Exactly as they appear, reproduce the lines from the one holding "occurrences of red" through the last line of the material below.

START DATA SUPPLIED

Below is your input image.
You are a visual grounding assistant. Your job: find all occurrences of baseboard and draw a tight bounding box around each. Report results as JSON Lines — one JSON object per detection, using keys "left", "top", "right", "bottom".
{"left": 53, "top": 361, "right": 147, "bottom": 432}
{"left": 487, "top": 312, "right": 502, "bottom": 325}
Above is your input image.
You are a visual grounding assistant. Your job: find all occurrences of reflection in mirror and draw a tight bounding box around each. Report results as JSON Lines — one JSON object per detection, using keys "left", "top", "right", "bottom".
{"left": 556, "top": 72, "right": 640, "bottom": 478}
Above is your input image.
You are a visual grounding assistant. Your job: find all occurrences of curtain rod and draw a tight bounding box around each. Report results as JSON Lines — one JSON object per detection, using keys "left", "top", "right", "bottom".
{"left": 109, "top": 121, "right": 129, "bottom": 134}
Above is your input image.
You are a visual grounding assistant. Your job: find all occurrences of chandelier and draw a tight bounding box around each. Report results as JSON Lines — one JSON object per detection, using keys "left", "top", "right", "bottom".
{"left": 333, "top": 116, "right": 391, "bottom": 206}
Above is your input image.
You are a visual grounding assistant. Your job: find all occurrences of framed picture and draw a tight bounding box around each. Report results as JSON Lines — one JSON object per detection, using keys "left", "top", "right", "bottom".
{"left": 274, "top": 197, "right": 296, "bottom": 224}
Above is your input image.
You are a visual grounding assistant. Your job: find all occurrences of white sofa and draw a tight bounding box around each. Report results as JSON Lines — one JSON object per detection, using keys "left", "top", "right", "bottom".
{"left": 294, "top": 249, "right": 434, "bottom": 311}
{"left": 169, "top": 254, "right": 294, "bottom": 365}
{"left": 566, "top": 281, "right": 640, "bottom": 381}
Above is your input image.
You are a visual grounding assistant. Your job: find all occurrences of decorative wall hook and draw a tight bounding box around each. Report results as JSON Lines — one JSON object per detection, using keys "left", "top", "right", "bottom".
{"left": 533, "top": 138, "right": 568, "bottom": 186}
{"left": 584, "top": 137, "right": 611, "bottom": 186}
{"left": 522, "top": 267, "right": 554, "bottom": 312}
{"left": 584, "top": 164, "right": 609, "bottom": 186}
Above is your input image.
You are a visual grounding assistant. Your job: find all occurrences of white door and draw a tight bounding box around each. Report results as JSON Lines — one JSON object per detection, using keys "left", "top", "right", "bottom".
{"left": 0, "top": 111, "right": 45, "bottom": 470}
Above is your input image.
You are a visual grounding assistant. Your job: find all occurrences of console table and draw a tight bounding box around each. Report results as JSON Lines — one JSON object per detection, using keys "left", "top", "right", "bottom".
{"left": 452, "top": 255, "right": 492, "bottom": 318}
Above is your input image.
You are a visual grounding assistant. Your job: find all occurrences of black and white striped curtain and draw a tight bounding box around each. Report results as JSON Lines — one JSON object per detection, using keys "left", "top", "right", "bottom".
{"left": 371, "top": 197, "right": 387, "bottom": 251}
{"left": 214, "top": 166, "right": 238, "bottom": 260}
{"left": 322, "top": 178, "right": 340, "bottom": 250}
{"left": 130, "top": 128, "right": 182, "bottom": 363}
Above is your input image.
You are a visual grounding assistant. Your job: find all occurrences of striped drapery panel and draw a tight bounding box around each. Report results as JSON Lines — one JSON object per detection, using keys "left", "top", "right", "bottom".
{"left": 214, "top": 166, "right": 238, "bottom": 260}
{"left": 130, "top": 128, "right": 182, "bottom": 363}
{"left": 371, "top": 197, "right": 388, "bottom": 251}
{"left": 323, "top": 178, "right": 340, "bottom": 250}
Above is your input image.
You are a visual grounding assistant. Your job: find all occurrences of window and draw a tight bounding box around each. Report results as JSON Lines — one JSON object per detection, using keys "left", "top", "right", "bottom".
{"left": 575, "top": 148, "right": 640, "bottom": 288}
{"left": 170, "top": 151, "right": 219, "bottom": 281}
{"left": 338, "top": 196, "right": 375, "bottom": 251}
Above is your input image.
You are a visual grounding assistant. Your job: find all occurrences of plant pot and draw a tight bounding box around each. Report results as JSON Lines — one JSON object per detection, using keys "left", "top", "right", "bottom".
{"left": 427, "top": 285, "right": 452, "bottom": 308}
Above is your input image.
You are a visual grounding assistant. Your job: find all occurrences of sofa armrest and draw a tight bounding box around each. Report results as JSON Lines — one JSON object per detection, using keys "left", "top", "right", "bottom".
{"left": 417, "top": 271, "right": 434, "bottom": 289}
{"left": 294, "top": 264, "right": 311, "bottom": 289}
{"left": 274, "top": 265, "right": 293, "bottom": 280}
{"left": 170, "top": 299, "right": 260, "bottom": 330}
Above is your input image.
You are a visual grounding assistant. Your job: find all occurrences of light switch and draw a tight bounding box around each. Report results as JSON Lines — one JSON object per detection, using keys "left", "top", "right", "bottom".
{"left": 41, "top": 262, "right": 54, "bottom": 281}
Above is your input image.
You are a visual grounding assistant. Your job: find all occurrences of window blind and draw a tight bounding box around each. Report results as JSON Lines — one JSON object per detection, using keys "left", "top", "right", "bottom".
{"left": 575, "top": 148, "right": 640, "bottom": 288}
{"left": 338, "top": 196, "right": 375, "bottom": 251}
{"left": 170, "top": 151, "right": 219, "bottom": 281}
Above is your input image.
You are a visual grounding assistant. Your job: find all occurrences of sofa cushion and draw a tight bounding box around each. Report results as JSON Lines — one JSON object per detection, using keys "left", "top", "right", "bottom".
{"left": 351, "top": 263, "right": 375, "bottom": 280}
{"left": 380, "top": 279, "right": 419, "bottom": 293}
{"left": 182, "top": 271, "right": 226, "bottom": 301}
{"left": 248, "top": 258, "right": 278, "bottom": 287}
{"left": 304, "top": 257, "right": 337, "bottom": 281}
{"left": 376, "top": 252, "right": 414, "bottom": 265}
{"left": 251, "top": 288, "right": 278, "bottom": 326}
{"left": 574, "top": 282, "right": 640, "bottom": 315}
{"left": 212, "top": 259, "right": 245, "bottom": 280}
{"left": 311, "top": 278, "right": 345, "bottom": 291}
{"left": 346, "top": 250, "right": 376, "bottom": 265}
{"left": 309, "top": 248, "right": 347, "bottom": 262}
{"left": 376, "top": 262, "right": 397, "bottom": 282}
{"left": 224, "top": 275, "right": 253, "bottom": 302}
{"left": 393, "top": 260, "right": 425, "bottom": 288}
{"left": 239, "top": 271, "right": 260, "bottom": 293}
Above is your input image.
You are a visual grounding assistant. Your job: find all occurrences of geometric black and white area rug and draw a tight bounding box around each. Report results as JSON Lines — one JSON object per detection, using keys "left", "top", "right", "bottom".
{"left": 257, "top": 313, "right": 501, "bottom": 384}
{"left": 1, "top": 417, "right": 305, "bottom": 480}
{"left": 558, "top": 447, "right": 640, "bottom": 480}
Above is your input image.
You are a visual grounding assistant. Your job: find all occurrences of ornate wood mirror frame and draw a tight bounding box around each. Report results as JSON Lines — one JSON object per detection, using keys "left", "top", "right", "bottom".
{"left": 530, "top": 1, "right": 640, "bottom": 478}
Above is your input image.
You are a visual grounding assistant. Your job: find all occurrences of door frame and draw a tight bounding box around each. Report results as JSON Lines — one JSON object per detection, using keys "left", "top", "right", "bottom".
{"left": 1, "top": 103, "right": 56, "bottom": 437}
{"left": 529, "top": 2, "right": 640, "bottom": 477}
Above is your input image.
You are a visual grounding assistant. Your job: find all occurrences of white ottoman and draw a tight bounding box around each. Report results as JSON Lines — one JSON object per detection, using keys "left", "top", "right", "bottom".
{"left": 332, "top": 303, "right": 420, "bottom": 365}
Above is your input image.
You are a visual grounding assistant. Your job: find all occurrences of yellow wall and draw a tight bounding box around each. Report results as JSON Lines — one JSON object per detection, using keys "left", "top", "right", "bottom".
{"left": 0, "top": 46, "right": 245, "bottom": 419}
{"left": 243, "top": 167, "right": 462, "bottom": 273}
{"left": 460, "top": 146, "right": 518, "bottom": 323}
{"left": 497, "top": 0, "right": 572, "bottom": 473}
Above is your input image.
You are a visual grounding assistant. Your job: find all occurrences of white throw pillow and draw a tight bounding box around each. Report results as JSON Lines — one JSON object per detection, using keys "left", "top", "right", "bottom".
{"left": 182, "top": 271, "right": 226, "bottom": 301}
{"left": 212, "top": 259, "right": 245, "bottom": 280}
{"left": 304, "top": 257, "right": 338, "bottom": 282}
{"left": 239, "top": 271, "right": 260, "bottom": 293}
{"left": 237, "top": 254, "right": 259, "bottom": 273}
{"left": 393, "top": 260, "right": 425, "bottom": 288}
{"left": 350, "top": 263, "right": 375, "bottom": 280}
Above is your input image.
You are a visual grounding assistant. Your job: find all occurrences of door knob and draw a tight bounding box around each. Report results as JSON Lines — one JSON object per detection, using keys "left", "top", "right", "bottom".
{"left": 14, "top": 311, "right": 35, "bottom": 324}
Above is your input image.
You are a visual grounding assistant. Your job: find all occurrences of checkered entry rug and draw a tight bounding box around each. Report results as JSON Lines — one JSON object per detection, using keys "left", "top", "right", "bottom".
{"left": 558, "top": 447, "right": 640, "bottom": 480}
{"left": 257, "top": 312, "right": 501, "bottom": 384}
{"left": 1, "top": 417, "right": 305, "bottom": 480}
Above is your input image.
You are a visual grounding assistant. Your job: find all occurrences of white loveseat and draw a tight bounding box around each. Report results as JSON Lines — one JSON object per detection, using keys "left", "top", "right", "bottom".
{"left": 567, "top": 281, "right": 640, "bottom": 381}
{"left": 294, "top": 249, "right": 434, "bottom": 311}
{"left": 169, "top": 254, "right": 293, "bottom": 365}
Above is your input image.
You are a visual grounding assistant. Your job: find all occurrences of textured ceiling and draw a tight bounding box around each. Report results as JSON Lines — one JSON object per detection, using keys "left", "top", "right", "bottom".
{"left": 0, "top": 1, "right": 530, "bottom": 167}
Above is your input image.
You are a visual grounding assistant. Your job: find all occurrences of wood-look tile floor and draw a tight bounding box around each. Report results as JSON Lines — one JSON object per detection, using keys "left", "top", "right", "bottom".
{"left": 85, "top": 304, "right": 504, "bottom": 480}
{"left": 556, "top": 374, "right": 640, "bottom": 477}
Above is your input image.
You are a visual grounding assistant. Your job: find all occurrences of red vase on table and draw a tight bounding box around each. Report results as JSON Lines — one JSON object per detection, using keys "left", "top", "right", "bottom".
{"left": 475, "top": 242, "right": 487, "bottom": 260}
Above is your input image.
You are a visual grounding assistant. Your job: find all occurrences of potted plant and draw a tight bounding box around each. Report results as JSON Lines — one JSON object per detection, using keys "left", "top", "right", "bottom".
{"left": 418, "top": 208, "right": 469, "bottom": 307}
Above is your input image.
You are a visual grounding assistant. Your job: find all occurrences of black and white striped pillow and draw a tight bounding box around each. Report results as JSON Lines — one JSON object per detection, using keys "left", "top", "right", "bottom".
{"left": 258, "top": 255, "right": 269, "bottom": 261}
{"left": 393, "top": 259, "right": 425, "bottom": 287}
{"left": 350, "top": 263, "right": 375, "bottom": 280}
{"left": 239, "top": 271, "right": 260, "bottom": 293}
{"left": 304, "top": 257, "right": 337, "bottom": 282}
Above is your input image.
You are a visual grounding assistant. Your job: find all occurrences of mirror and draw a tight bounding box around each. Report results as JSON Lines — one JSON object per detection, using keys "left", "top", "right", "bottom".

END DATA SUPPLIED

**EXERCISE RESPONSE**
You are a visual grounding assistant. Your job: find all occurrences of red vase on table and draw a tight bounding box around each. Report results as JSON Lines — one JSON object per detection, using keys "left", "top", "right", "bottom".
{"left": 475, "top": 242, "right": 487, "bottom": 260}
Above is your input image.
You are a visual grounding assistant. Your job: find all occurrences of potted plant and draw a tight bounding box around each. Report results as JSON Lines — one JSON object per detection, using keys "left", "top", "right", "bottom".
{"left": 418, "top": 208, "right": 469, "bottom": 307}
Above is your input image.
You are a visual grounding assistant. Your job: find all occurrences of black and white striped pillow and draw a tight bounding box around each. Report results as JSON Lines — one JSON object per detection, using keys "left", "top", "right", "bottom".
{"left": 258, "top": 255, "right": 269, "bottom": 261}
{"left": 393, "top": 259, "right": 425, "bottom": 287}
{"left": 350, "top": 263, "right": 375, "bottom": 280}
{"left": 239, "top": 271, "right": 260, "bottom": 293}
{"left": 304, "top": 257, "right": 337, "bottom": 282}
Above is your input image.
You are a visual grounding assistant. Your job: find all occurrences of mirror and draw a tight bounding box around each. Report results as JSON Lines — one JSON object per detection, using keys "left", "top", "right", "bottom".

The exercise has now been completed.